(Stored data entries)
★ ★ ★ ★
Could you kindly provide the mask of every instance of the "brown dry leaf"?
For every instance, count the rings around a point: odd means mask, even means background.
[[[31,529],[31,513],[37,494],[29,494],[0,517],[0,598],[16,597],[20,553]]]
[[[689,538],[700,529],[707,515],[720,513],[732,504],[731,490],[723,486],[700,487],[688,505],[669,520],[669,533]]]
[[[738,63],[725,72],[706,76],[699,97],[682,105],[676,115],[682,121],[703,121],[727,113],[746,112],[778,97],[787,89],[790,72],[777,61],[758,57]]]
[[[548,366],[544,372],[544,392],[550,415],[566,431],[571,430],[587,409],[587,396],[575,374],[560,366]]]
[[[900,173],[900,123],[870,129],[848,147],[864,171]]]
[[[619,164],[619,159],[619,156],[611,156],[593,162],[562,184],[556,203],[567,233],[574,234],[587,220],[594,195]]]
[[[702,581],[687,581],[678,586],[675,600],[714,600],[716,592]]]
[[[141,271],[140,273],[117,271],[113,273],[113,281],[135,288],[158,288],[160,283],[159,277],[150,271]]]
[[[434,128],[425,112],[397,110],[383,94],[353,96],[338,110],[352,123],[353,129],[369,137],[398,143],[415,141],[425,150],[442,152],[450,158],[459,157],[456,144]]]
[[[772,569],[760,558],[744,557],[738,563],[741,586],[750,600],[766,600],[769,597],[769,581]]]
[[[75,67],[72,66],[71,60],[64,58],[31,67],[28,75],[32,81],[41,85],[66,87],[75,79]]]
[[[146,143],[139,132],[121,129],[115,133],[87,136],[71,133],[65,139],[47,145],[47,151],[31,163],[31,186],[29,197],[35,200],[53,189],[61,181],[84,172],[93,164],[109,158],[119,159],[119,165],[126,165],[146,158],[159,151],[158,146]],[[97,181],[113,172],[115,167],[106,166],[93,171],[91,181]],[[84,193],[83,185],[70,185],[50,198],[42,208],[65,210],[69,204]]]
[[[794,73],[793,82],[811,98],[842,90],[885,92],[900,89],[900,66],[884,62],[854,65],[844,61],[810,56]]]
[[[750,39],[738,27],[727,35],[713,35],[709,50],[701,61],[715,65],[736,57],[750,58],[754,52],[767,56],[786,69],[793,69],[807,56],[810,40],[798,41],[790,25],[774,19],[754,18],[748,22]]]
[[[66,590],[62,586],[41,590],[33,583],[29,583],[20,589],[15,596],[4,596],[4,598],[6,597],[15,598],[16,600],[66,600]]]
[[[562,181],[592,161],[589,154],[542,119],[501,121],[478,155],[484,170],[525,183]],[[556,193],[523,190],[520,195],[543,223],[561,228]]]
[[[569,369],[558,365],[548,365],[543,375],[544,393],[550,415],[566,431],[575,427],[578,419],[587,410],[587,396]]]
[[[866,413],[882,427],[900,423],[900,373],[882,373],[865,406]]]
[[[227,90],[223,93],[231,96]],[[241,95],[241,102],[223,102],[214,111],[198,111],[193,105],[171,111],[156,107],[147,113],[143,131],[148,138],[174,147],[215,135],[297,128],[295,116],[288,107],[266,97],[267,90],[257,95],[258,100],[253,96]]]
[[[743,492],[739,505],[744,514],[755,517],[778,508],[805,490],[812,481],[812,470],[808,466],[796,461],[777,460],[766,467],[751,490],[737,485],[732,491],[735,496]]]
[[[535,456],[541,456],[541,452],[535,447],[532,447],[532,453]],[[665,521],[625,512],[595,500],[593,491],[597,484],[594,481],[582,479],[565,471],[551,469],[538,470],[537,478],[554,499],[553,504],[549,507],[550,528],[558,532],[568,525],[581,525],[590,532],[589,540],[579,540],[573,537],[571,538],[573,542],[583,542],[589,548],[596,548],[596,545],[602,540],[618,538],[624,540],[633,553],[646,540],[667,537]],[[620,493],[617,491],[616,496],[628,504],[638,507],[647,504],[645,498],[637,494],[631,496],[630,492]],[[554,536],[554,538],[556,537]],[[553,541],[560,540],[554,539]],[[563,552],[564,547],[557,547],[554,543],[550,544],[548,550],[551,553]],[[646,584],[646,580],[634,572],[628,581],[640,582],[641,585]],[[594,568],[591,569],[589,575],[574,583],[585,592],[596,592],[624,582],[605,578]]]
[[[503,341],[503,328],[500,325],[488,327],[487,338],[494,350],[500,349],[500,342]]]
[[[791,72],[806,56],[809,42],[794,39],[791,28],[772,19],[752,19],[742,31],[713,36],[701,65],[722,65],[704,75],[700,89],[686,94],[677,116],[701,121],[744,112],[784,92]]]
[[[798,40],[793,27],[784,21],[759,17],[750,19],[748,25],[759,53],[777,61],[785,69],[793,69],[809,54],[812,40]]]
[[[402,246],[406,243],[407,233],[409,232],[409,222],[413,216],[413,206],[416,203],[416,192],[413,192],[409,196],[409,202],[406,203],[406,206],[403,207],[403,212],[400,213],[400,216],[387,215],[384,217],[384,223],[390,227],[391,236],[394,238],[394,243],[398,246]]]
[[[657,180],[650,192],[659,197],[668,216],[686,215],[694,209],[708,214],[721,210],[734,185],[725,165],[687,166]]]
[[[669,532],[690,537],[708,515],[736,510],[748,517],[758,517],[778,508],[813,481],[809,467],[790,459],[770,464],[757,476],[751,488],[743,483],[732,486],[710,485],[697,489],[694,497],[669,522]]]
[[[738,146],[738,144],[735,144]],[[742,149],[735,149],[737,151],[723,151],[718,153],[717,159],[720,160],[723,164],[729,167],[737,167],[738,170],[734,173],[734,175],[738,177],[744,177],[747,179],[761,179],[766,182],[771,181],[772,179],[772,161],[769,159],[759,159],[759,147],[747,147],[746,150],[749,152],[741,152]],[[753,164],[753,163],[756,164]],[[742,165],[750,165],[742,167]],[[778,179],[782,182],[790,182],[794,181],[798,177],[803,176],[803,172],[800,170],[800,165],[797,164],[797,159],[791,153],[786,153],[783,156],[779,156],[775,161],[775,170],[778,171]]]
★ ★ ★ ★
— Task statement —
Whenever the word "instance" appears in a line above, copy that line.

— Answer space —
Could you kindly provide the mask of every instance of the "brown dry leaf"?
For every instance, count the rings around a point: odd means mask, even means background.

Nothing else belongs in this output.